**Your instructions:**
Can you write out every one of the records below word for word, changing nothing?

━━━━━━━━━━

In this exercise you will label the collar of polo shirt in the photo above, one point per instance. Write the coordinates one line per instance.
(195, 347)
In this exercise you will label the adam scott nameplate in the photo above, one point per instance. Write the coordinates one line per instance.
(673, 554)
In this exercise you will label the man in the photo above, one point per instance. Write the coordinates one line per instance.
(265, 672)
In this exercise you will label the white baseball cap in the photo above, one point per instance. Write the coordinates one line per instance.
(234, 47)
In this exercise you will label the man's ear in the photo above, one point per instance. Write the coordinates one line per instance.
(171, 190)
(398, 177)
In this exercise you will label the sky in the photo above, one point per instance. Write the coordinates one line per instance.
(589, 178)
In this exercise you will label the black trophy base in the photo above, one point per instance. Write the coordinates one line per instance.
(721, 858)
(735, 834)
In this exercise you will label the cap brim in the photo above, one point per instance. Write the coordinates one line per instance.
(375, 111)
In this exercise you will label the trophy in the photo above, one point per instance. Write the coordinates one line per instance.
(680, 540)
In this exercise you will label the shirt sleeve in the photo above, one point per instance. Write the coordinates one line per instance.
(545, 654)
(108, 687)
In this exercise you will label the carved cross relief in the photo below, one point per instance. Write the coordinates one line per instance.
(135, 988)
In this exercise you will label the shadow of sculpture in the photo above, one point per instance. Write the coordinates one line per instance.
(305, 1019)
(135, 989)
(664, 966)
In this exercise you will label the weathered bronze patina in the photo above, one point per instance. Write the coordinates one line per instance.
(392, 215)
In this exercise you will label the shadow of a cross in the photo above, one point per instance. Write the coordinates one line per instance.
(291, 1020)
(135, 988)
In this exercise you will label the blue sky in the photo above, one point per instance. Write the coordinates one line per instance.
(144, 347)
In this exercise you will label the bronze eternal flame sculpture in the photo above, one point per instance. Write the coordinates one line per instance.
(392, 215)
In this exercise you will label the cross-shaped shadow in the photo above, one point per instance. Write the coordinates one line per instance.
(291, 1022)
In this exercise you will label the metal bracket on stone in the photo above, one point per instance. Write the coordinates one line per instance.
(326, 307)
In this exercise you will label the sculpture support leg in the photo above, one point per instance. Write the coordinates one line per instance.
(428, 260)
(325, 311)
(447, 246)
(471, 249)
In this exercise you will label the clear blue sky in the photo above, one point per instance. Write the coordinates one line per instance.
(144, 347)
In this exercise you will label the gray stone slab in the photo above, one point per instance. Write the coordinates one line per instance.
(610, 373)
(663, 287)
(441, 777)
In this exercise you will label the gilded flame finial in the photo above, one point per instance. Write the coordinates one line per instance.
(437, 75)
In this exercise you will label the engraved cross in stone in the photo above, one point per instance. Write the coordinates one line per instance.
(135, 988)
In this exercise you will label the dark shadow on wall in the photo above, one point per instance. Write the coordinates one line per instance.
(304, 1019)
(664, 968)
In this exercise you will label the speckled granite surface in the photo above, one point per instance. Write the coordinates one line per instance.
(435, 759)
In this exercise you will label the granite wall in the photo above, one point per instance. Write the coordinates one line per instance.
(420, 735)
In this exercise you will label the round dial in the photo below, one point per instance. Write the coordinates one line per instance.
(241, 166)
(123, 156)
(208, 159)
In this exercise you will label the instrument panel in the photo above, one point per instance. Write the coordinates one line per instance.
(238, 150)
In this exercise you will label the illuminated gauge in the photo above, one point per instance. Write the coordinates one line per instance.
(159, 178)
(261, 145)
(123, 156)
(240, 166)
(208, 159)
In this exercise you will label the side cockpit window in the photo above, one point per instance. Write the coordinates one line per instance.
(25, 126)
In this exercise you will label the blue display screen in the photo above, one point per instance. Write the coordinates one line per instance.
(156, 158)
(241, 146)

━━━━━━━━━━

**Output below:**
In this exercise you will label the collar of polo shirt in the photo above, one point per instance. Write the coordinates one line per instance.
(195, 347)
In this exercise you will label the adam scott nameplate in the photo above, one point per instance. Write the coordinates one line per instance.
(673, 554)
In this exercise you will label the man in the photo above, one point per instance. Write the coordinates one line per instance.
(265, 672)
In this exercise you will label the white baseball cap in the photo above, one point per instance. Write the coordinates one line per instance.
(234, 47)
In this exercise you will label the man's ear in the photo above, one point per instance. Write the coordinates one line per instance.
(171, 190)
(398, 177)
In this exercise you will label the sky in the photo above, one point per instance. Write the coordinates one line per instance.
(589, 178)
In this exercise you will label the black trophy base in the photo above, one point per instance. Write the coordinates one line per instance.
(721, 858)
(735, 834)
In this exercise you will label the cap brim in the photo above, one point per instance. Write the coordinates one line per instance.
(375, 111)
In this exercise you will label the trophy in the photo above, one point per instance. Write the coordinates one line per instance.
(680, 540)
In this exercise you will label the shirt sleeve in the photo above, one point per instance. Write the coordinates one line per instance.
(545, 654)
(108, 687)
In this exercise you will label the carved cross relief in the photo below, one point per instance. Write the coordinates one line per instance.
(135, 988)
In this exercise you will label the shadow of sculpture in the photo above, one point per instance. Write the coordinates one line per instance.
(305, 1019)
(135, 989)
(664, 966)
In this exercise you will label the weathered bronze patina in the photo above, one point per instance. Write the coordinates one line per instance.
(392, 215)
In this exercise you will label the shadow of a cross in the photo above, one point per instance. Write the coordinates one line per instance.
(291, 1020)
(135, 988)
In this exercise you will label the blue sky in the photo above, one point per instance. Write the coordinates one line per instance.
(144, 347)
In this exercise you will label the bronze eternal flame sculpture in the photo above, one point per instance. Write the coordinates one line per instance.
(392, 215)
In this exercise you will label the cross-shaped shadow in the photo above, one point per instance. Write the coordinates one line per instance.
(291, 1022)
In this exercise you will label the metal bracket on stone in the photo above, one point per instance. Write the coordinates one line per instance.
(326, 307)
In this exercise you will label the sculpture support leg in the photo above, one point per instance. Write the coordinates one line per instance.
(428, 260)
(325, 311)
(447, 246)
(471, 249)
In this exercise you will label the clear blue sky in the photo above, one point per instance. Write the coordinates one line per instance.
(144, 347)
In this exercise you will label the gray stone slab in the photo above, one point per instance. Write the coordinates one line per instance.
(610, 373)
(663, 287)
(441, 777)
In this exercise you will label the gilded flame finial in the photo above, one point per instance. Write the coordinates one line per instance.
(437, 75)
In this exercise you will label the engraved cross in stone in the photo above, one point per instance. Write the coordinates one line per instance.
(135, 988)
In this exercise you will label the dark shadow on wall in the photo above, one point per instance. Write the coordinates one line per instance.
(304, 1019)
(664, 968)
In this exercise you will label the speckled granite surface in the photo above, one point per instance. Write the coordinates one line per instance.
(435, 759)
In this exercise you will label the granite wall in the photo above, one point per instance. Write the coordinates one line per instance.
(420, 735)
In this exercise you will label the round dial in the photo below, one point per instance. Write the coordinates one line per instance.
(241, 166)
(123, 156)
(208, 159)
In this exercise you will label the instrument panel in the photo above, one point per instance. Write the coordinates one line per instance.
(238, 150)
In this exercise you will label the illuminated gauge in the photo above, one point per instance. Write the coordinates one line per instance.
(159, 178)
(261, 145)
(123, 156)
(240, 166)
(208, 159)
In this exercise you will label the side cockpit window in the photo above, one point per instance. Write the coordinates one line per instance.
(25, 126)
In this exercise you will label the blue display screen in the photo above, one point per instance. Write the coordinates one line per instance.
(156, 158)
(241, 146)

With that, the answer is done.